▸ **Selection**
Horizontal vs Vertical scaling
- Vertical: enhance a specific node - increase node's computer power (eg. increase memory)
- Horizontal: increase number of servers - more units that process
Vertical generally easier, but limited
Load Balancing
- helps system distribute load evenly so that one server does not crash and take all down
- done by building a network of cloned servers that have same code and access to DB
Database denormalization and noSQL
- joins can get costly in a relational db - very slow as syste grows bigger
- denormalization: using tables that are already joint
- (eg. sqlTable for task and project: instead of joining, create joint table - space costly but speed efficient)
- noSQL does not support joins but scales better
- It scales better since it does not provide all functionality that sql provides
- eg. noSQL cannot lock tables for atomic operations, cannot enforce reference integrity, transactions, etc.
- Lower functionalityin noSQL allows for simpler data that can be easily partitioned
Database partitioning (Sharding)
- split data onto different machines but know which machine has what data
- smaller DB has faster return time
- Typically uses a distributed hash table (DHT) (optimized hash table).
- special key technique that allows for continuous joining, leaving and falling)
Vertical Partitioning (row splitting)
- Partition based on features(columns)
- If you build a social network, have one partition for profile tables, message tables, etc.
- problem: if table gets very large, need to repartition with different partitioning scheme
- Frequently used columns sit on a different DBs from infrequently used columns.
Key-based (Hash-based) partitions
- take a key in the table
- take number of servers, say n
- hash the key value to get data from specific server
- Problem: increase in server => redistribution of data (costy)
Directory based partitioning
- A lookup table keeps track of which data is stored in which shard is maintained in the cluster
- makes it easy to find additional servers
- Problem 1: lookup table is single point of failure
- Problem 2: constant access of table hits performance
Cache
- in-memory caches provide very rapid results
- simple key value pairing that sits between application layer and data store
- can cache:
- can cache query to result
- can cache objects that might be required
- eg. Cached web pages, Cached links, etc.

Entries from a pointing dataset:
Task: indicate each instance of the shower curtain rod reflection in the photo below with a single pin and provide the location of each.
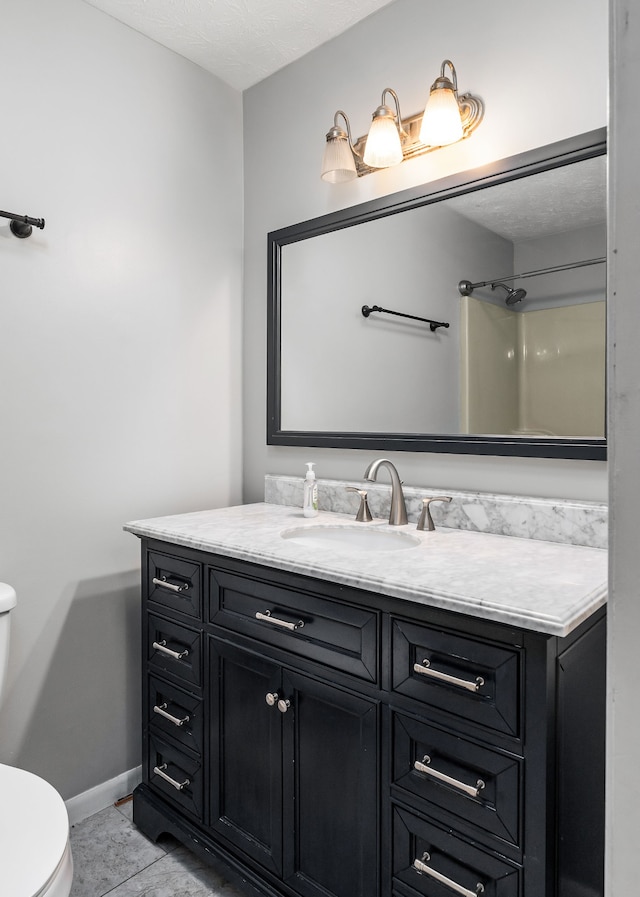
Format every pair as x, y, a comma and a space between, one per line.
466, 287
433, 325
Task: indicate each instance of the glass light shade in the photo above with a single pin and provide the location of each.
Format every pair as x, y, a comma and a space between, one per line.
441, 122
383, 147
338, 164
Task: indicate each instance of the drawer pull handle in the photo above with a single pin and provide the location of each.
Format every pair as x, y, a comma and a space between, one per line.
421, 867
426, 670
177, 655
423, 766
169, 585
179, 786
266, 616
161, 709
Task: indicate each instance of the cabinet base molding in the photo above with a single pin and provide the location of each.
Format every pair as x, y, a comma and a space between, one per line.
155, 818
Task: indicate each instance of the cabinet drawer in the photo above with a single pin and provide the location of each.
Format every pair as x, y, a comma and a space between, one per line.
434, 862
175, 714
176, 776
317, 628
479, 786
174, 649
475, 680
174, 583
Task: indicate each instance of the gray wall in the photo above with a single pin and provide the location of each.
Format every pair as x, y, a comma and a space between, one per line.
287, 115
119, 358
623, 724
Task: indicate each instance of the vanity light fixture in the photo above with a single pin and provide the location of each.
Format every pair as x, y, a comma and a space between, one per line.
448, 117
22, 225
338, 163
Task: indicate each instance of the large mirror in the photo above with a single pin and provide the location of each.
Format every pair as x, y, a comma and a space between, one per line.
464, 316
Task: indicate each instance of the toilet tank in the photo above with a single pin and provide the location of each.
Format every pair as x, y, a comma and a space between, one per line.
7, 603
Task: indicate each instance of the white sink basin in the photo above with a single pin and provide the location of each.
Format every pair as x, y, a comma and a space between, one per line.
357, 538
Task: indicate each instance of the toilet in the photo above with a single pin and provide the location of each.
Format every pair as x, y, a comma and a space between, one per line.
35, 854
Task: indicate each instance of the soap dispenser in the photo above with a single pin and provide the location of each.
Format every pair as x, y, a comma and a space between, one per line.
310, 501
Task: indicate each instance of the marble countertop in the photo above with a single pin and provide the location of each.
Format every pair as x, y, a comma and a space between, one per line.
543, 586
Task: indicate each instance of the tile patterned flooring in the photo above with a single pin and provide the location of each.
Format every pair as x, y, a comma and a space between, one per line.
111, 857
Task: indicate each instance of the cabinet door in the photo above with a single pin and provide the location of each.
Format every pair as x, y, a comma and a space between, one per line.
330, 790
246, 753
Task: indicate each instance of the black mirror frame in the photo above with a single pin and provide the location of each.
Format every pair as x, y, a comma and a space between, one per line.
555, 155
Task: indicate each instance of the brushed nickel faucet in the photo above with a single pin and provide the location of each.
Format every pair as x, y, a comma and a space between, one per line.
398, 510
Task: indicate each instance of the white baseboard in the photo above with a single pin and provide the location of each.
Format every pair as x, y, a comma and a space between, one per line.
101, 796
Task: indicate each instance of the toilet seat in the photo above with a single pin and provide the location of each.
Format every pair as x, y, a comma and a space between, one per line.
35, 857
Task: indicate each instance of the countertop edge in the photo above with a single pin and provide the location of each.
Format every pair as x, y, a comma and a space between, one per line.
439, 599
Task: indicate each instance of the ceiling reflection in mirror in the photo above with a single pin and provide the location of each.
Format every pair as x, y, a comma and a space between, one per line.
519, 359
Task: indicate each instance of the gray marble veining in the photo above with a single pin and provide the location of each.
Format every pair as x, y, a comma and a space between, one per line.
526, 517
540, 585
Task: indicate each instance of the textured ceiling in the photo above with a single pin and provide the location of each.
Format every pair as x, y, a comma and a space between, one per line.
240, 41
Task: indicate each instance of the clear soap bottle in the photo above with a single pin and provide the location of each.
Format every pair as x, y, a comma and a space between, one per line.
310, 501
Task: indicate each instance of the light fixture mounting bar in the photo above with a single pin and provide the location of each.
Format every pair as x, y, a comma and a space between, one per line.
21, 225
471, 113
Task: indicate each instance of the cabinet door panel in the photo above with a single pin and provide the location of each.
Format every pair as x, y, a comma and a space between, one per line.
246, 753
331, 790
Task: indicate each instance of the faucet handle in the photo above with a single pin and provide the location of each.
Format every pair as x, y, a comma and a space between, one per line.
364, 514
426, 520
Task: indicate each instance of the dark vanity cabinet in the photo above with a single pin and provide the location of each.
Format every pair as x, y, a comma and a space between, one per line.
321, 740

▸ **Task instructions**
1. Rewrite the records from the line with "Task: indicate each instance of the faucet" through the end of the records, replacing "single pin" with "single point" and leaving everything else unchanged.
2. Please continue the notes on system scaling from where they stop.
The text and the records were drawn from unrelated sources.

▸ **Responses by task**
1.
Task: indicate each instance of the faucet handle in the photo above with a single point and provide the location of each.
Format every pair as x, y, a comma and a space between, one per line.
364, 514
426, 520
Task: indicate each instance of the dark vanity cabinet in the photo above with a single point and provide the location of each.
Format every pair as x, y, a comma and a space between, one per line.
321, 740

2.
Processing operations asynchronously and queueing
- Some processes can run really slow, these must be done async (don't want user to wait)
- Async essentially means that process happens later/in background and not on main thread
- Eg. Dealing with Stale cache data
- say you cache comments that are to be displayed on a page
- someone else has already commented and so your cache is stale
- you could re-query your cache and then display data, but this is bad UX
- instead, show current data and async re-query cache
- when data is back, can update
Read heavy vs Write heavy
- write heavy: queue up writes
- write-back caches can be used instead of write-through logic
- read heavy: cache reads
Networking
Bandwidth
- Max data transferred per unit time
- bits/second
Throughput
- Actual data transferred per unit time
- bits/second
Latency
- Time taken for data to get from sender to receiver
Example
- Say got converoy belt from A to B
- fatter belt => more bandwith & throughput
- shorter distance => lesser latency (good)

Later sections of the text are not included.